Hace diez años un chico modélico, un rubio nadador llamado Brock Turner, violó a una chica que había bebido demasiado en el campus de la Universidad de Stanford. En el juicio, Brock atribuyó su acción a la influencia de “la cultura de fiesta y las conductas de riesgo”, lo que hoy se denomina “cultura de la violación”. El juez se mostró piadoso con un muchacho que tan solo fue condenado a seis meses –cumplió la mitad–. El estupor de Biden o Harris, entonces fiscal general, resultó estéril. Mientras que la coca, el alcohol y las bragas que los chavales deben alzar como un trofeo –previa caza de sus portadoras– siguen prodigándose entre estudiantes de élite.

| LISTA DE TAREAS |
1/ Indica si cada afirmación concuerda con el fragmento sobre el caso Brock Turner y respalda tu respuesta con las palabras exactas del texto que lo deciden. (a) Brock Turner fue condenado a seis meses y cumplió la mitad. (b) Brock Turner practicaba el fútbol. (c) Harris ocupaba entonces el cargo de fiscal general.
2/ Retoma el fragmento sobre el caso Brock Turner y continúalo a partir de su última oración.
Las filas no tienen ninguna relación con el fragmento sobre el caso Brock Turner.

| FILAS DE DATOS |

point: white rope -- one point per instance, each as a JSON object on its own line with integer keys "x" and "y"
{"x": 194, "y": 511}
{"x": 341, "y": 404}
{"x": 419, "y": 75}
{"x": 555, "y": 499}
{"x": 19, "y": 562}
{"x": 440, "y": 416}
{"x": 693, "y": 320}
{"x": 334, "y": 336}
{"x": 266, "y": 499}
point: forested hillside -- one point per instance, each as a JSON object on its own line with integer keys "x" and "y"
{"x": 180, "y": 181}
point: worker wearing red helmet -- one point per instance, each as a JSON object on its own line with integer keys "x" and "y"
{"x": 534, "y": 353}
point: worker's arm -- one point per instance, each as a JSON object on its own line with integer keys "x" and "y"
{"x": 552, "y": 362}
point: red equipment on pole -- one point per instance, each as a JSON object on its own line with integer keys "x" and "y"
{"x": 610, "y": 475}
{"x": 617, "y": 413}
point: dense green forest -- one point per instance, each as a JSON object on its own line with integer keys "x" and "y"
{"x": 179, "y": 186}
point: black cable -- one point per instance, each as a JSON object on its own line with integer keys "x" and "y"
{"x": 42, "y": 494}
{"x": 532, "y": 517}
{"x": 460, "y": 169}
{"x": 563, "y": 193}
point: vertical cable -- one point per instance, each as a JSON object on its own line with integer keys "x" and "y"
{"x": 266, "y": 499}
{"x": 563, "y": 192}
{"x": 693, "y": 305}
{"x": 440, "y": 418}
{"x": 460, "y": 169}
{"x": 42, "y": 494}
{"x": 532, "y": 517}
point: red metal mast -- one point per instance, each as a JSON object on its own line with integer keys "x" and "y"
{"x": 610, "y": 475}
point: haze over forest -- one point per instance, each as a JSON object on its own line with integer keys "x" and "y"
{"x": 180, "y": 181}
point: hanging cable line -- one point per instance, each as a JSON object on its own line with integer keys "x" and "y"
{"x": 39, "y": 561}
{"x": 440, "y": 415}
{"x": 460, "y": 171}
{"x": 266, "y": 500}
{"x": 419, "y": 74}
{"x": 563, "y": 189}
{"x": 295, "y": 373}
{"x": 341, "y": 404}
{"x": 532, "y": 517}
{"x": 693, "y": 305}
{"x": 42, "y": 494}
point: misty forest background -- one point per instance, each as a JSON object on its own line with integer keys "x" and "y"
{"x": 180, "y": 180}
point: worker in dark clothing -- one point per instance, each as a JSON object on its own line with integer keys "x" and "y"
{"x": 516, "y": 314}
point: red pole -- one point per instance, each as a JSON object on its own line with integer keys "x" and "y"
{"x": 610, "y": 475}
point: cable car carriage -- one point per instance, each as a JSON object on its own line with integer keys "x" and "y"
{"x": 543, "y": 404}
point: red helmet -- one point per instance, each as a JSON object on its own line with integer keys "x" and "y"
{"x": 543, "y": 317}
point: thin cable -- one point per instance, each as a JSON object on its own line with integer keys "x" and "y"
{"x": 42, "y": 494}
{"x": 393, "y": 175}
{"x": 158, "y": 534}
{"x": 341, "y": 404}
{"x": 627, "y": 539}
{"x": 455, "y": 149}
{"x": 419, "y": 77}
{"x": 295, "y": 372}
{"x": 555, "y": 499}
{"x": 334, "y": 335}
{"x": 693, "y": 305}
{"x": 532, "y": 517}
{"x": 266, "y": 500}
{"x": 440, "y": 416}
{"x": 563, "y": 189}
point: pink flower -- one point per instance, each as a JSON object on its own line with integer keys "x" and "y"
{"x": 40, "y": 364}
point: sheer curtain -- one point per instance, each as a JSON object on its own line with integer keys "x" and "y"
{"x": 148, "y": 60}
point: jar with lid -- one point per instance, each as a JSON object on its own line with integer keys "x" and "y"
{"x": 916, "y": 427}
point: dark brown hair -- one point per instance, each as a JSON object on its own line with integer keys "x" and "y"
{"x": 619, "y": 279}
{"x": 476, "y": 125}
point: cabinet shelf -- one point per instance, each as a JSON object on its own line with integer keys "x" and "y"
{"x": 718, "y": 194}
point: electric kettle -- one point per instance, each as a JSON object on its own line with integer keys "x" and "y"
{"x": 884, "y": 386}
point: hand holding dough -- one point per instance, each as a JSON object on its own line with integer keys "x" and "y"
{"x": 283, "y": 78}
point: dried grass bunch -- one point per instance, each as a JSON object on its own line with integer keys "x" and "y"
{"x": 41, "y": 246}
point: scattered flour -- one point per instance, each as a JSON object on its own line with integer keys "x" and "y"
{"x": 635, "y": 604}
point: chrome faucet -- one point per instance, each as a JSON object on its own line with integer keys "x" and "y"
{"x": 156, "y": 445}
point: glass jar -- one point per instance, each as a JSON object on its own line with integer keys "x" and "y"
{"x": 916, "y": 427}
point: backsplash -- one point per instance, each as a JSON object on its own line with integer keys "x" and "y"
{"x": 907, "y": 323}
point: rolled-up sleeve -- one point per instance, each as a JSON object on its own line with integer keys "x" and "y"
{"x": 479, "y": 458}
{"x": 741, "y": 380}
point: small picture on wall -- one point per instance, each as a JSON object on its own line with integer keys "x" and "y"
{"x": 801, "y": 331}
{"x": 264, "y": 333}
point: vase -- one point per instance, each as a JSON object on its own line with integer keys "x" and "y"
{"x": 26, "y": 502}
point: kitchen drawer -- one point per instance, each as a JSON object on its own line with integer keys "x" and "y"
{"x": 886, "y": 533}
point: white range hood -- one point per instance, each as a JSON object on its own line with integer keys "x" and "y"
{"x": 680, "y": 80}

| RESPUESTAS |
1/
(a) Sí: "tan solo fue condenado a seis meses –cumplió la mitad–".
(b) No: "un rubio nadador llamado Brock Turner".
(c) Sí: "Harris, entonces fiscal general".

2/
El libro Las cosas humanas de Katherine Tuil (Adriana Hidalgo/Amsterdam) se inspira en este caso para activar el entramado de voces subjetivas que entonan su verdad. La contundencia del agresor choca con la incomodidad de la agredida. “¿Usted se masturba?”, “¿Tenía novio?”, “¿Por qué no pidió auxilio?”, “¿Sintió placer?”, le preguntan abogados y jueces que, más allá de los hechos, enjuician la vida sexual de la demandante. Las feministas francesas de los setenta reclamaban que estos procesos tuvieran alcance público –así lo quiso Gisèle Pelicot– a fin de destapar el calvario que mortifica a todas aquellas que no encajan con el perfil de la buena víctima.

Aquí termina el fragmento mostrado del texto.